_Text shown:_
--- Begin ---

From 0385f6d006e189edff93ac434f0b46daa28413a5 Mon Sep 17 00:00:00 2001
From: Masahiko Sawada <sawada.mshk@gmail.com>
Date: Wed, 2 Oct 2024 15:12:27 -0700
Subject: [PATCH v4 4/5] pg_upgrade: Add --set-char-signedness to set the
 default char signedness of new cluster.

This change adds a new option --set-char-signedness to pg_upgrade. It
enables user to set arbitrary signedness during pg_upgrade. This helps
cases where user who knew they copied the v17 source cluster from
x86 (signedness=true) to ARM (signedness=false) can pg_upgrade
properly without the prerequisite of acquiring an x86 VM.

Reviewed-by: Noah Misch
Discussion: https://postgr.es/m/CB11ADBC-0C3F-4FE0-A678-666EE80CBB07%40amazon.com
---
 doc/src/sgml/ref/pgupgrade.sgml             | 53 +++++++++++++++++++++
 src/bin/pg_upgrade/check.c                  | 12 +++++
 src/bin/pg_upgrade/option.c                 | 12 +++++
 src/bin/pg_upgrade/pg_upgrade.c             | 10 +++-
 src/bin/pg_upgrade/pg_upgrade.h             |  3 ++
 src/bin/pg_upgrade/t/005_char_signedness.pl | 17 +++++++
 6 files changed, 105 insertions(+), 2 deletions(-)

diff --git a/doc/src/sgml/ref/pgupgrade.sgml b/doc/src/sgml/ref/pgupgrade.sgml
index 4777381dac2..cb9cc838b27 100644
--- a/doc/src/sgml/ref/pgupgrade.sgml
+++ b/doc/src/sgml/ref/pgupgrade.sgml
@@ -276,6 +276,59 @@ PostgreSQL documentation
       </listitem>
      </varlistentry>
 
+     <varlistentry>
+      <term><option>--set-char-signedness=</option><replaceable>option</replaceable></term>
+      <listitem>
+       <para>
+        Manually set the default char signedness of new clusters. Possible values
+        are <literal>signed</literal> and <literal>unsigned</literal>.
+       </para>
+       <para>
+        In the C language, the default signedness of the <type>char</type> type
+        (when not explicitly specified) varies across platforms. For example,
+        <type>char</type> defaults to <type>signed char</type> on x86 CPUs but
+        to <type>unsigned char</type> on ARM CPUs.
+       </para>
+       <para>
+        Starting from <productname>PostgreSQL</productname> 18, database clusters
+        maintain their own default char signedness setting, which can be used to
+        ensure consistent behavior across platforms with different default char
+        signedness. By default, <application>pg_upgrade</application> preserves
+        the char signedness setting when upgrading from an existing cluster.

--- End ---

_Aim 1:_
Reproduce the stretch of the pg_upgrade patch from "From 0385f6d006e189edff93ac434f0b46daa28413a5 Mon" through "of new cluster.".
The pg_upgrade patch and the records are unrelated material.

_Data rows:_
--- Begin ---

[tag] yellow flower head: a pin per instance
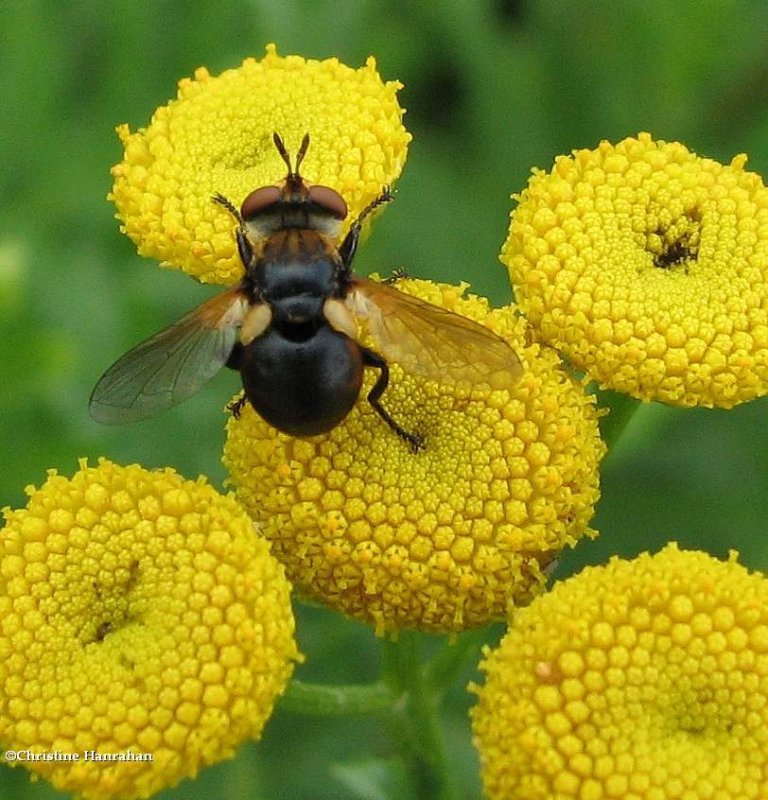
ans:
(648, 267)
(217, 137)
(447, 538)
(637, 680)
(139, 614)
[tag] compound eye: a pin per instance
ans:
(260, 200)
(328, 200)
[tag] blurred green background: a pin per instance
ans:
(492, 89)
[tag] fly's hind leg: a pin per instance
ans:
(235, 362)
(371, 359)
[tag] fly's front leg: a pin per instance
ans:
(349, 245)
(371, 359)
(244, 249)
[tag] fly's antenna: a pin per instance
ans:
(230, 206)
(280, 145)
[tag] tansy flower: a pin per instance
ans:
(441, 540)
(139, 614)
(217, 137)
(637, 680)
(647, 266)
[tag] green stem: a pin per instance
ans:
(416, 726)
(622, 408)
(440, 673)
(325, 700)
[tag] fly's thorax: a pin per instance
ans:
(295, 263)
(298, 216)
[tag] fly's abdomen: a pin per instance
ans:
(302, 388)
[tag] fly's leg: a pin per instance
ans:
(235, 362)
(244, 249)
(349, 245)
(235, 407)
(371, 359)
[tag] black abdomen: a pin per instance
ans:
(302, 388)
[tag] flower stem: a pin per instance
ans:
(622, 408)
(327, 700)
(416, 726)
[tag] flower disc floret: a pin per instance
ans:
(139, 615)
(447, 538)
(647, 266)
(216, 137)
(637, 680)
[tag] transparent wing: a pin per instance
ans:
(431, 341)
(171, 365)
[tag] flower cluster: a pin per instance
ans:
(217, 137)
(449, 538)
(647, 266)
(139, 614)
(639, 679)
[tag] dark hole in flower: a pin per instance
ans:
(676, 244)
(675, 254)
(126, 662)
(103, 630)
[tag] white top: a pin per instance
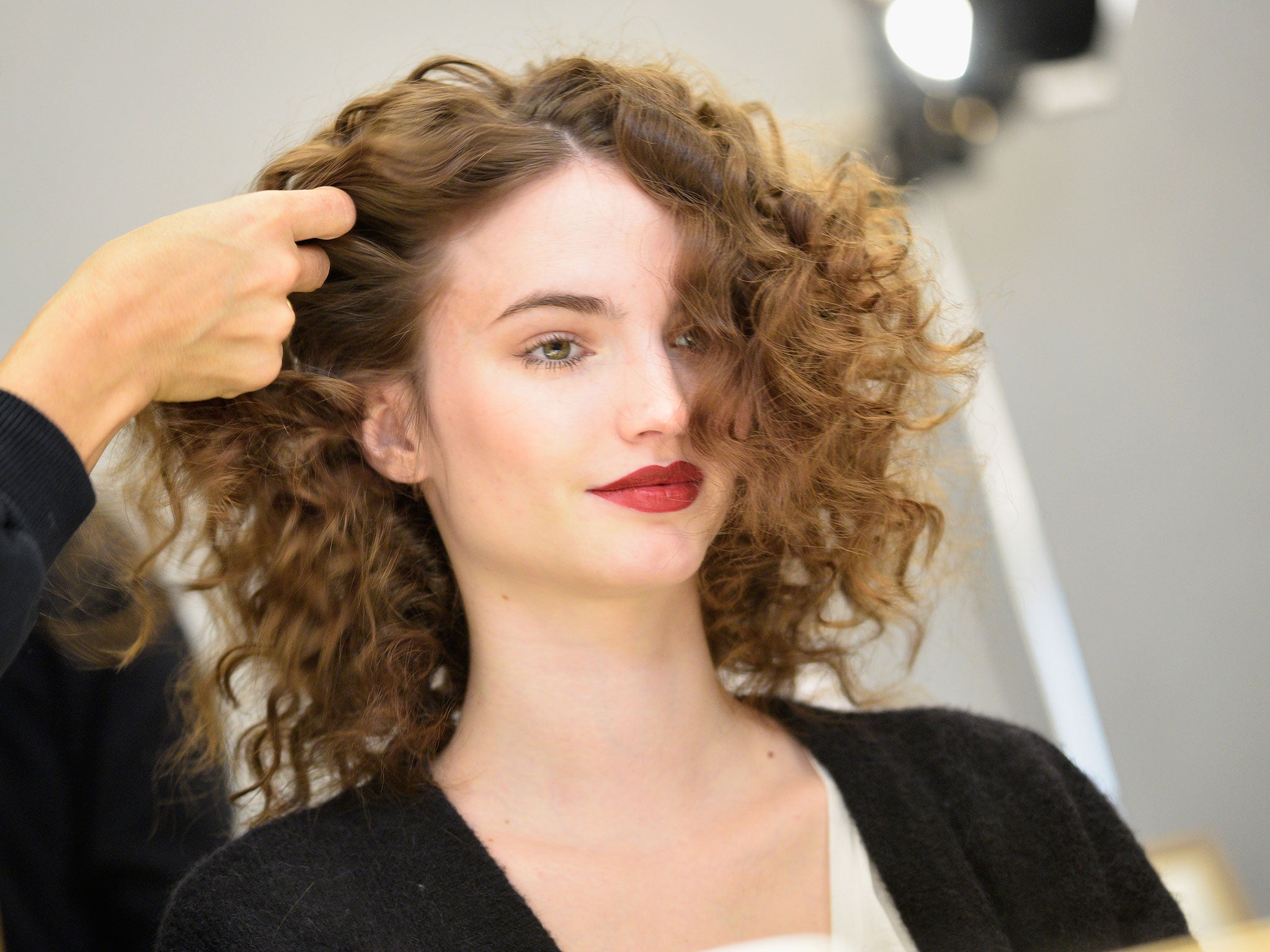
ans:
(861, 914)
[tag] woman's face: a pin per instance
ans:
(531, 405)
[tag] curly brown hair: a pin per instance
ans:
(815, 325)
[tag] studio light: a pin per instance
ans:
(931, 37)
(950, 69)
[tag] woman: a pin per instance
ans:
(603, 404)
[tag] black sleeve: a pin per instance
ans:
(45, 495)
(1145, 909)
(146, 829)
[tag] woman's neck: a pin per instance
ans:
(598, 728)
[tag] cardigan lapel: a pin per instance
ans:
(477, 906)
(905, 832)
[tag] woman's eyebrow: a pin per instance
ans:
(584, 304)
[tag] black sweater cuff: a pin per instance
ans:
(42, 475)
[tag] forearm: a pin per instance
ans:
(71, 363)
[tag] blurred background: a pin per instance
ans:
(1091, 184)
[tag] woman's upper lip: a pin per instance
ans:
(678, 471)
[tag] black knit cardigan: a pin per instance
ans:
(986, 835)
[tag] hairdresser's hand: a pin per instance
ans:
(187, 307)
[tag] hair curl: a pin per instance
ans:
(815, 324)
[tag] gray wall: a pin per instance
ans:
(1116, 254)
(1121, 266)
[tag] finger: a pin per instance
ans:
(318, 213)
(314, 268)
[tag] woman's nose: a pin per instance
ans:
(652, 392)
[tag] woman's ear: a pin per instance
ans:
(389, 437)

--- End ---
--- Begin ---

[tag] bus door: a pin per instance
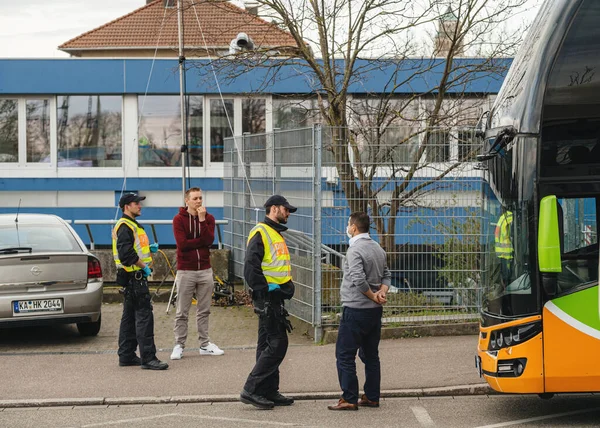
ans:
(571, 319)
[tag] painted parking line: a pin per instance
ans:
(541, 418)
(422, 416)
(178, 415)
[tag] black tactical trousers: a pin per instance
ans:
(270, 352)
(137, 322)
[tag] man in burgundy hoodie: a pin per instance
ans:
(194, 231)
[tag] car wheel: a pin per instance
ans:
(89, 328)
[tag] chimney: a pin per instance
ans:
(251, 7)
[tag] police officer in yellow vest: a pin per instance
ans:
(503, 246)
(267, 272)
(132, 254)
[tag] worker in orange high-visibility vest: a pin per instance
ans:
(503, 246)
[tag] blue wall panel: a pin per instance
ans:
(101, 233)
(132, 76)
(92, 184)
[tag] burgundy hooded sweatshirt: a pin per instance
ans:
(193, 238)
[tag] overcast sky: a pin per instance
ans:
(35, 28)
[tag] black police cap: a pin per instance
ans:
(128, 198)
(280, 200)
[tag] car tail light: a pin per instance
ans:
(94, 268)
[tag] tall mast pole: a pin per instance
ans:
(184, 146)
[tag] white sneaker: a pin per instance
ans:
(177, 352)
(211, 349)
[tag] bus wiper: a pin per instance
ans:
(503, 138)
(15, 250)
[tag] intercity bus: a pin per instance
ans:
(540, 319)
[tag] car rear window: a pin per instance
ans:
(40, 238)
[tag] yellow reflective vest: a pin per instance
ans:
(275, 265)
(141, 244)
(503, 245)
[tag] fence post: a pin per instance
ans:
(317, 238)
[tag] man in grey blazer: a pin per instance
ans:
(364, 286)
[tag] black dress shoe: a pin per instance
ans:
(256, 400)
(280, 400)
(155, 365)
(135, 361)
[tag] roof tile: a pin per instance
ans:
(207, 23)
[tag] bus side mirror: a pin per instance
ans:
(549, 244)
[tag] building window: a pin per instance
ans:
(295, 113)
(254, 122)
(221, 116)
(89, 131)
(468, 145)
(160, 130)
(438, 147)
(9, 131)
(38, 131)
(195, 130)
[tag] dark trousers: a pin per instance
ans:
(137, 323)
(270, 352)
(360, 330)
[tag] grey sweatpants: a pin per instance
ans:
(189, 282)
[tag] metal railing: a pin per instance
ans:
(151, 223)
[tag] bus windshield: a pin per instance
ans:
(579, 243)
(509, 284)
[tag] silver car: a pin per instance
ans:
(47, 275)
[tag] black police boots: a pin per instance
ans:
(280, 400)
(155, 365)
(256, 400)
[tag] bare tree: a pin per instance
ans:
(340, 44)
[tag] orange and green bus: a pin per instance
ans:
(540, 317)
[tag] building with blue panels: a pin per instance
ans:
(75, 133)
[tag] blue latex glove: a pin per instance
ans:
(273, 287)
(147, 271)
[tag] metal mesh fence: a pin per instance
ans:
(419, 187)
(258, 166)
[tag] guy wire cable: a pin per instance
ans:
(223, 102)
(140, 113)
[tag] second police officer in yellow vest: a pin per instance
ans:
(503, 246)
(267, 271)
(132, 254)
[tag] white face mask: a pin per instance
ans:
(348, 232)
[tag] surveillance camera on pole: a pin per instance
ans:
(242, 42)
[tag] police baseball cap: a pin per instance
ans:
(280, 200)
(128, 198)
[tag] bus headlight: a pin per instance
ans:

--- End ---

_Aim 2:_
Arrange the stretch of the records from the line containing "[tag] white top: a pin per instance" through the line containing "(1091, 184)" as a JSON list of strings, one string per line, with blank lines omitted. Leave the pictures out of the answer.

_Response 1:_
From 0385f6d006e189edff93ac434f0b46daa28413a5 Mon Sep 17 00:00:00 2001
From: Masahiko Sawada <sawada.mshk@gmail.com>
Date: Wed, 2 Oct 2024 15:12:27 -0700
Subject: [PATCH v4 4/5] pg_upgrade: Add --set-char-signedness to set the
 default char signedness of new cluster.

_Response 2:_
[
  "[tag] white top: a pin per instance",
  "ans:",
  "(861, 914)",
  "[tag] woman's face: a pin per instance",
  "ans:",
  "(531, 405)",
  "[tag] curly brown hair: a pin per instance",
  "ans:",
  "(815, 325)",
  "[tag] studio light: a pin per instance",
  "ans:",
  "(931, 37)",
  "(950, 69)",
  "[tag] woman: a pin per instance",
  "ans:",
  "(603, 404)",
  "[tag] black sleeve: a pin per instance",
  "ans:",
  "(45, 495)",
  "(1145, 909)",
  "(146, 829)",
  "[tag] woman's neck: a pin per instance",
  "ans:",
  "(598, 728)",
  "[tag] cardigan lapel: a pin per instance",
  "ans:",
  "(477, 906)",
  "(905, 832)",
  "[tag] woman's eyebrow: a pin per instance",
  "ans:",
  "(584, 304)",
  "[tag] black sweater cuff: a pin per instance",
  "ans:",
  "(42, 475)",
  "[tag] forearm: a pin per instance",
  "ans:",
  "(71, 363)",
  "[tag] blurred background: a pin per instance",
  "ans:",
  "(1091, 184)"
]